◆ **Available records**
====================

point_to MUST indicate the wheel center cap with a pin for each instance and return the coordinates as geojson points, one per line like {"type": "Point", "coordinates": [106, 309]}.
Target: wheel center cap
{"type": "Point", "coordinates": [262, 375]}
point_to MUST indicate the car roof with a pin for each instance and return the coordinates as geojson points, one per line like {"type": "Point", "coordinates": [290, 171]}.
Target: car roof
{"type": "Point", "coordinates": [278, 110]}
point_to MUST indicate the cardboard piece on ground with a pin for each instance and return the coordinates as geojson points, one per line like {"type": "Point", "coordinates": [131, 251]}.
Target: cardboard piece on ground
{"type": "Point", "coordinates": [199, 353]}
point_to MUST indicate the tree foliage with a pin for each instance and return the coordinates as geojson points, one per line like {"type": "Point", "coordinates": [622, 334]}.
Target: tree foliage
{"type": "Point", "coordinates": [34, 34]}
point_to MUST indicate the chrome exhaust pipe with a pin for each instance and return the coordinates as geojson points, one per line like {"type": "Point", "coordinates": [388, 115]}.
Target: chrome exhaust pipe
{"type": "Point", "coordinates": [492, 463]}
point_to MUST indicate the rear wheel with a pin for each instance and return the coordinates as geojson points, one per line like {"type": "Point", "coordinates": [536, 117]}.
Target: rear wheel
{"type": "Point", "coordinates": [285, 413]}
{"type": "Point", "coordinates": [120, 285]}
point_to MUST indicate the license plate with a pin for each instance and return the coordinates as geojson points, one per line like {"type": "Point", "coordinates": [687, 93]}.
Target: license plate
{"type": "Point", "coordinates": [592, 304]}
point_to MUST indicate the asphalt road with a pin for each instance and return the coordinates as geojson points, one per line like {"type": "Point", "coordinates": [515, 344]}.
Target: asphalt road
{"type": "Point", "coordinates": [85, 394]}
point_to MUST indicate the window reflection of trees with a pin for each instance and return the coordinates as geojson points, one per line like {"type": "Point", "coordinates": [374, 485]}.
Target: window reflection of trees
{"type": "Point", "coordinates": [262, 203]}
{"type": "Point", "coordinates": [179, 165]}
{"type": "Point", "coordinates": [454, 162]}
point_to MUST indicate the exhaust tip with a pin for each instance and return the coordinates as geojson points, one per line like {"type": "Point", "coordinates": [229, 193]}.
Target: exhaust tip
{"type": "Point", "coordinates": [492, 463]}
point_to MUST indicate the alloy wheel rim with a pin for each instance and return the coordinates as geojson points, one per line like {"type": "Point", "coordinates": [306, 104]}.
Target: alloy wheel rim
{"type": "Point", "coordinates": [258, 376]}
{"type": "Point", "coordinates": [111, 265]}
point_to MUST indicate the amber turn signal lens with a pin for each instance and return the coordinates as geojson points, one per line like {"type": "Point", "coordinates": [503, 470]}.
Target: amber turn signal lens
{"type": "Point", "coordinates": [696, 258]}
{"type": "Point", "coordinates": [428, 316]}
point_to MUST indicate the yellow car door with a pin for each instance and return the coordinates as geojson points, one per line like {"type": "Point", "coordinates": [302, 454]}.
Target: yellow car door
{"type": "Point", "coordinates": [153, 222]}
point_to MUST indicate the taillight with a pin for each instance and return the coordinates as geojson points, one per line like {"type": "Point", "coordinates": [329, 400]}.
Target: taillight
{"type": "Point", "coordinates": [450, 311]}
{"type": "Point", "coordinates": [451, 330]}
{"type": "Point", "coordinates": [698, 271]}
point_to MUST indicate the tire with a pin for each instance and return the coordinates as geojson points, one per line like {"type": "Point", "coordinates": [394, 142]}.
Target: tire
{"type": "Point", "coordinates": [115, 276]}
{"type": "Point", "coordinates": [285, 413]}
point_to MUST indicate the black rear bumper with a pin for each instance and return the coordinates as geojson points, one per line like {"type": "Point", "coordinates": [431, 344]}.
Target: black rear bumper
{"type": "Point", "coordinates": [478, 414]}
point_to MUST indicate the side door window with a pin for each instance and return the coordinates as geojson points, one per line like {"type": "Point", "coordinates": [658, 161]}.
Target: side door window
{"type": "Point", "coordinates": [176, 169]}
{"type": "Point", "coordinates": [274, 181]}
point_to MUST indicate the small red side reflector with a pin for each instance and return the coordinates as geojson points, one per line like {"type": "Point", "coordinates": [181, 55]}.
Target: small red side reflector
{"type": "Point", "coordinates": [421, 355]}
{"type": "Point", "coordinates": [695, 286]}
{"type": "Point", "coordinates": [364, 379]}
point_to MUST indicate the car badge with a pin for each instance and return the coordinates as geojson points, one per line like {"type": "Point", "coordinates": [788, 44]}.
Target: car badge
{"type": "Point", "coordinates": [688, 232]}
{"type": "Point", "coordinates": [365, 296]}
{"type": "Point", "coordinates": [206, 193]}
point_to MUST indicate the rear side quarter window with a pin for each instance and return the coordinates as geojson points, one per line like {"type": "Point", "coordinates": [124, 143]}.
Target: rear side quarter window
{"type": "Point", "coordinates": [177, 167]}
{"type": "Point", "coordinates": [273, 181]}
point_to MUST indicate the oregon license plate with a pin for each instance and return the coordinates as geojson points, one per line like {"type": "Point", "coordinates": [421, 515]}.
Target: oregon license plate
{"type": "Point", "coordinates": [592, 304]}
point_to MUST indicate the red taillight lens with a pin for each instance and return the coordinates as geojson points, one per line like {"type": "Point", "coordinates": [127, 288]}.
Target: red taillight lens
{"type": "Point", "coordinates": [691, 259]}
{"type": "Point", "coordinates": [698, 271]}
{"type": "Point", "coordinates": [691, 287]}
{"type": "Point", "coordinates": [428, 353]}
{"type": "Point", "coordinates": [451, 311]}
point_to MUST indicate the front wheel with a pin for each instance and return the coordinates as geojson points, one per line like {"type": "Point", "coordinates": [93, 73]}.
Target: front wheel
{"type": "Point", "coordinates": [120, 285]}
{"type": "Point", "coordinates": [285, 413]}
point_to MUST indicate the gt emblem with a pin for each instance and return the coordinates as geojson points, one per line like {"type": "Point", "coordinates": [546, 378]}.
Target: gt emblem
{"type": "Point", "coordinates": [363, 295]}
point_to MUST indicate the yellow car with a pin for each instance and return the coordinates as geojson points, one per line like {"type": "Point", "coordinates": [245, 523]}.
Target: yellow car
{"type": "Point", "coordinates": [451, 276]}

====================

◆ **Prompt**
The data, all of it, should be transcribed exactly.

◆ **Written solution**
point_to MUST indicate the wheel center cap with a pin for each instance and return the coordinates as geojson points, one per line like {"type": "Point", "coordinates": [106, 309]}.
Target: wheel center cap
{"type": "Point", "coordinates": [262, 375]}
point_to MUST indicate the car roof with a pin for each instance and return the coordinates as geojson points, one per line like {"type": "Point", "coordinates": [290, 171]}.
Target: car roof
{"type": "Point", "coordinates": [278, 110]}
point_to MUST indicate the cardboard piece on ground with a pin for each instance and return the coordinates as geojson points, one per line like {"type": "Point", "coordinates": [131, 251]}.
Target: cardboard piece on ground
{"type": "Point", "coordinates": [199, 353]}
point_to MUST indicate the tree foliage with a pin for each instance and return the coordinates as geojson points, one per line like {"type": "Point", "coordinates": [622, 334]}.
Target: tree foliage
{"type": "Point", "coordinates": [34, 34]}
point_to MUST indicate the chrome exhaust pipe with a pin for each instance and return the coordinates as geojson points, one per line like {"type": "Point", "coordinates": [388, 115]}.
Target: chrome exhaust pipe
{"type": "Point", "coordinates": [492, 463]}
point_to MUST indicate the rear wheel with a pin for each instance and return the coordinates as geojson points, one per line like {"type": "Point", "coordinates": [536, 117]}.
Target: rear wheel
{"type": "Point", "coordinates": [285, 413]}
{"type": "Point", "coordinates": [120, 285]}
point_to MUST indicate the license plate with a pin for each instance and return the coordinates as geojson points, one per line like {"type": "Point", "coordinates": [687, 93]}.
Target: license plate
{"type": "Point", "coordinates": [592, 304]}
point_to MUST indicate the asphalt road with a pin for each instance and return the coordinates as geojson points, one per line like {"type": "Point", "coordinates": [515, 344]}.
Target: asphalt road
{"type": "Point", "coordinates": [85, 394]}
point_to MUST indicate the window reflection of trees with a pin for each instance and return the coordinates as geojson points, one per line like {"type": "Point", "coordinates": [374, 485]}.
Target: window reflection of trees
{"type": "Point", "coordinates": [262, 203]}
{"type": "Point", "coordinates": [179, 165]}
{"type": "Point", "coordinates": [454, 162]}
point_to MUST indicate the exhaust tip with a pin for each instance and return the coordinates as geojson points, one per line like {"type": "Point", "coordinates": [229, 193]}.
Target: exhaust tip
{"type": "Point", "coordinates": [492, 463]}
point_to MUST indicate the alloy wheel rim with a pin for each instance and return the coordinates as geojson points, one per line like {"type": "Point", "coordinates": [306, 104]}.
Target: alloy wheel rim
{"type": "Point", "coordinates": [258, 376]}
{"type": "Point", "coordinates": [111, 265]}
point_to MUST indicate the amber turn signal lens with a pin for each instance and return the coordinates as geojson points, one per line like {"type": "Point", "coordinates": [503, 470]}.
Target: amber turn signal lens
{"type": "Point", "coordinates": [696, 258]}
{"type": "Point", "coordinates": [428, 316]}
point_to MUST indicate the yellow car door with a pin for each instance and return the coordinates as geojson points, one per line like {"type": "Point", "coordinates": [302, 454]}.
Target: yellow car door
{"type": "Point", "coordinates": [153, 222]}
point_to MUST indicate the taillight with a pin for each instance and return the coordinates as geojson points, one per line like {"type": "Point", "coordinates": [329, 400]}.
Target: taillight
{"type": "Point", "coordinates": [450, 311]}
{"type": "Point", "coordinates": [451, 330]}
{"type": "Point", "coordinates": [698, 271]}
point_to MUST indicate the tire with a pin for each instance and return the coordinates as geojson points, one per line like {"type": "Point", "coordinates": [394, 142]}.
Target: tire
{"type": "Point", "coordinates": [115, 276]}
{"type": "Point", "coordinates": [285, 413]}
point_to MUST indicate the black rear bumper with a pin for each instance and return the coordinates as geojson points, one per line like {"type": "Point", "coordinates": [431, 344]}.
Target: black rear bumper
{"type": "Point", "coordinates": [478, 414]}
point_to MUST indicate the side door window with a pin for each instance and return the coordinates as geojson points, one per line like {"type": "Point", "coordinates": [658, 161]}.
Target: side door window
{"type": "Point", "coordinates": [176, 169]}
{"type": "Point", "coordinates": [274, 181]}
point_to MUST indicate the small red side reflector with a pin for each instance and return the coordinates as geojson points, one per line like {"type": "Point", "coordinates": [181, 55]}.
Target: small red side reflector
{"type": "Point", "coordinates": [421, 355]}
{"type": "Point", "coordinates": [695, 286]}
{"type": "Point", "coordinates": [364, 379]}
point_to MUST indicate the car badge with a pin for each instance and return the coordinates as geojson points, one per line like {"type": "Point", "coordinates": [788, 44]}.
Target: car badge
{"type": "Point", "coordinates": [688, 232]}
{"type": "Point", "coordinates": [365, 296]}
{"type": "Point", "coordinates": [206, 193]}
point_to MUST indicate the rear side quarter window with a pin for each instance and return the coordinates as geojson points, one per line like {"type": "Point", "coordinates": [124, 143]}.
Target: rear side quarter window
{"type": "Point", "coordinates": [177, 167]}
{"type": "Point", "coordinates": [273, 181]}
point_to MUST indicate the oregon license plate with a pin for each instance and return the coordinates as geojson points, one per line like {"type": "Point", "coordinates": [421, 515]}.
Target: oregon license plate
{"type": "Point", "coordinates": [592, 304]}
point_to MUST indicate the red taillight lens with a pin for each instance and return the coordinates as geojson points, one per line like {"type": "Point", "coordinates": [127, 288]}.
Target: red taillight lens
{"type": "Point", "coordinates": [691, 259]}
{"type": "Point", "coordinates": [698, 271]}
{"type": "Point", "coordinates": [691, 287]}
{"type": "Point", "coordinates": [428, 353]}
{"type": "Point", "coordinates": [451, 311]}
point_to MUST indicate the front wheel with a pin for each instance and return the coordinates as geojson points, one per line like {"type": "Point", "coordinates": [93, 73]}.
Target: front wheel
{"type": "Point", "coordinates": [120, 285]}
{"type": "Point", "coordinates": [285, 413]}
point_to MUST indicate the gt emblem with a pin for each instance and return the coordinates as geojson points, one per line like {"type": "Point", "coordinates": [546, 378]}.
Target: gt emblem
{"type": "Point", "coordinates": [363, 295]}
point_to MUST indicate the yellow car with a pin for each instance and return the coordinates as geojson points, one per line like {"type": "Point", "coordinates": [245, 523]}.
Target: yellow car
{"type": "Point", "coordinates": [451, 276]}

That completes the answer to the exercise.